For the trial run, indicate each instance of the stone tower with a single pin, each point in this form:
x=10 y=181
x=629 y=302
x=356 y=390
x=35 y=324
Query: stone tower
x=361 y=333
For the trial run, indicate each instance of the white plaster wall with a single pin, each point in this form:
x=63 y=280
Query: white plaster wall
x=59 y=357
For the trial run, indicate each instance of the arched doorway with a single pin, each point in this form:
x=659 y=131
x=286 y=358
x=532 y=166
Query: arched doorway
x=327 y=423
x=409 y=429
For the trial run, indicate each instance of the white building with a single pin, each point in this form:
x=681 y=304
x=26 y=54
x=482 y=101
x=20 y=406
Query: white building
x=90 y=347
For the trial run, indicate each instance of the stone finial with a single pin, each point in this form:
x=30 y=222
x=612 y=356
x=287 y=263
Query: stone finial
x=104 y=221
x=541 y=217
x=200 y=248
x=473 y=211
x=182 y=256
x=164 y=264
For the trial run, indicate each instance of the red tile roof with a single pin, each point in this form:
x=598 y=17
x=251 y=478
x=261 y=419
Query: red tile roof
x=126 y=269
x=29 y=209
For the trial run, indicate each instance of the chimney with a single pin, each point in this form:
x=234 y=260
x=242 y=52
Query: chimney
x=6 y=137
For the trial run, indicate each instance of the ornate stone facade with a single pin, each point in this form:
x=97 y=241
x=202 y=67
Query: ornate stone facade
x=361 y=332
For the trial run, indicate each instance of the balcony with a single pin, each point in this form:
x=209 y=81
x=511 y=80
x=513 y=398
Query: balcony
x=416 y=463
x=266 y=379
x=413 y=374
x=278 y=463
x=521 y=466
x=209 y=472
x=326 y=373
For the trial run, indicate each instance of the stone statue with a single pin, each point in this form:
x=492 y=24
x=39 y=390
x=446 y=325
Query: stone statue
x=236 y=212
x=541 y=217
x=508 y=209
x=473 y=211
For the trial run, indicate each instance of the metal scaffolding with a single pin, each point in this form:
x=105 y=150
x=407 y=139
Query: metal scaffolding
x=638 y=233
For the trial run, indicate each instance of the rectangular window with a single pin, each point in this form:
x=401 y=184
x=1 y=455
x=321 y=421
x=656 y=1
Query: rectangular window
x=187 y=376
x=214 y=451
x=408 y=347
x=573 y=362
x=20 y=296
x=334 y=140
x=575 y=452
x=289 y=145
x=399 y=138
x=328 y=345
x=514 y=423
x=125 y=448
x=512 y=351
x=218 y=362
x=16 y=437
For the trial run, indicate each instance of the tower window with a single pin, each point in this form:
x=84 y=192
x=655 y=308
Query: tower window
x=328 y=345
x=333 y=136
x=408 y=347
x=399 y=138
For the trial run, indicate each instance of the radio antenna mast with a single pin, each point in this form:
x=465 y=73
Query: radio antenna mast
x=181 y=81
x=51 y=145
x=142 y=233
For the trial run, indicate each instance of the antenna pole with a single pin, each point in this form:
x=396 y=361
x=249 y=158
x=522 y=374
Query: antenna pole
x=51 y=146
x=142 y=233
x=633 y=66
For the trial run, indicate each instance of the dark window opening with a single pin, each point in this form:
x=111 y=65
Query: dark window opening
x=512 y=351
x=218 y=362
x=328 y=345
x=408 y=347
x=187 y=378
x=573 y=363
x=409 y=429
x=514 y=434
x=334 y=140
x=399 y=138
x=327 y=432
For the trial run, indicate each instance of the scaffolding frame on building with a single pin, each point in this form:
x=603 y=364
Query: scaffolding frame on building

========================================

■ What the task asks ■
Can you render all the items above as a Markdown table with two columns, Row and Line, giving each line its own numbered row and leaving out blank lines?

■ Result for this exercise ■
| Row | Line |
|---|---|
| 1 | For the trial run, indicate each instance of the stone tower with a single pin, each point in this form: |
| 2 | x=10 y=181 |
| 3 | x=629 y=302 |
| 4 | x=356 y=390 |
| 5 | x=35 y=324 |
| 6 | Query: stone tower |
| 7 | x=361 y=333 |
| 8 | For the trial run, indicate each instance of the white plaster wall with a single pin, each point in this form: |
| 9 | x=63 y=280 |
| 10 | Query: white plaster wall |
| 11 | x=59 y=357 |
| 12 | For the trial run, indicate each instance of the arched doorway with a single pin, each point in this form: |
| 13 | x=659 y=131 |
| 14 | x=286 y=358 |
| 15 | x=532 y=166 |
| 16 | Query: arched doorway |
| 17 | x=327 y=423 |
| 18 | x=409 y=429 |
| 19 | For the trial run, indicate each instance of the white building with a single pin, each point in this form: |
| 20 | x=681 y=304 |
| 21 | x=26 y=54 |
| 22 | x=482 y=101 |
| 23 | x=20 y=406 |
| 24 | Query: white building |
| 25 | x=90 y=347 |
| 26 | For the trial run, indicate each instance of the stone finial with a single pin, each point in this form: |
| 27 | x=30 y=222 |
| 28 | x=612 y=356 |
| 29 | x=287 y=263 |
| 30 | Query: stone finial |
| 31 | x=104 y=221 |
| 32 | x=541 y=217 |
| 33 | x=200 y=248 |
| 34 | x=473 y=211 |
| 35 | x=182 y=256 |
| 36 | x=164 y=264 |
| 37 | For the trial run, indicate each instance of the red tile roof with a single pin, each point in this form: |
| 38 | x=598 y=17 |
| 39 | x=251 y=478 |
| 40 | x=261 y=419 |
| 41 | Query: red tile roof |
| 42 | x=126 y=269 |
| 43 | x=29 y=209 |
| 44 | For the trial run, indicate each instance of the chimney with a single pin, each point in this form: |
| 45 | x=234 y=260 |
| 46 | x=242 y=52 |
| 47 | Query: chimney |
| 48 | x=6 y=137 |
| 49 | For the trial run, indicate each instance of the ornate stone facade with a single pin, each point in this form: |
| 50 | x=97 y=241 |
| 51 | x=202 y=67 |
| 52 | Query: ornate stone facade |
| 53 | x=361 y=332 |
| 54 | For the trial run, indicate each instance of the balcony with a single pin, each point in this form: |
| 55 | x=209 y=81 |
| 56 | x=511 y=80 |
| 57 | x=513 y=398 |
| 58 | Query: balcony |
| 59 | x=416 y=463 |
| 60 | x=266 y=379 |
| 61 | x=413 y=374 |
| 62 | x=278 y=463 |
| 63 | x=521 y=466 |
| 64 | x=209 y=472 |
| 65 | x=326 y=373 |
| 66 | For the trial run, indicate each instance of the stone statue with a single pin, each point in this form: |
| 67 | x=492 y=24 |
| 68 | x=39 y=390 |
| 69 | x=446 y=325 |
| 70 | Query: stone statue |
| 71 | x=236 y=212 |
| 72 | x=541 y=217 |
| 73 | x=508 y=209 |
| 74 | x=473 y=211 |
| 75 | For the trial run, indicate each instance of the metal scaffolding with a single pin, each point in this form: |
| 76 | x=105 y=150 |
| 77 | x=407 y=139 |
| 78 | Query: metal scaffolding |
| 79 | x=638 y=233 |
| 80 | For the trial run, indicate each instance of the rectangular window with a single pin, each point in this form: |
| 81 | x=401 y=184 |
| 82 | x=1 y=455 |
| 83 | x=321 y=421 |
| 84 | x=656 y=1 |
| 85 | Query: rectangular window |
| 86 | x=187 y=376 |
| 87 | x=214 y=451 |
| 88 | x=408 y=347 |
| 89 | x=573 y=362 |
| 90 | x=20 y=296 |
| 91 | x=334 y=140 |
| 92 | x=575 y=452 |
| 93 | x=289 y=145 |
| 94 | x=399 y=138 |
| 95 | x=328 y=345 |
| 96 | x=514 y=423 |
| 97 | x=125 y=448 |
| 98 | x=512 y=351 |
| 99 | x=218 y=362 |
| 100 | x=16 y=437 |
| 101 | For the trial run, indicate each instance of the tower window with a single pin, each point in this form: |
| 102 | x=84 y=192 |
| 103 | x=655 y=308 |
| 104 | Query: tower window |
| 105 | x=328 y=345 |
| 106 | x=333 y=136 |
| 107 | x=408 y=347 |
| 108 | x=399 y=138 |
| 109 | For the trial run, indicate each instance of the radio antenna mast with a single pin, each point in this form: |
| 110 | x=465 y=73 |
| 111 | Query: radio antenna mast |
| 112 | x=181 y=81 |
| 113 | x=51 y=145 |
| 114 | x=142 y=233 |
| 115 | For the trial run, indicate each instance of the antenna pole with a single pin, each point in this form: |
| 116 | x=396 y=361 |
| 117 | x=249 y=158 |
| 118 | x=522 y=374 |
| 119 | Query: antenna pole |
| 120 | x=51 y=146 |
| 121 | x=142 y=233 |
| 122 | x=633 y=66 |
| 123 | For the trial run, indicate each instance of the dark window opening with a single pin, each point in this form: |
| 124 | x=111 y=65 |
| 125 | Query: dark window opening |
| 126 | x=512 y=351 |
| 127 | x=218 y=362 |
| 128 | x=328 y=345 |
| 129 | x=408 y=347 |
| 130 | x=187 y=378 |
| 131 | x=573 y=363 |
| 132 | x=409 y=429 |
| 133 | x=514 y=434 |
| 134 | x=334 y=140 |
| 135 | x=399 y=138 |
| 136 | x=327 y=432 |
| 137 | For the trial run, indicate each instance of the scaffolding frame on building with a single pin, each point in this form: |
| 138 | x=603 y=364 |
| 139 | Query: scaffolding frame on building |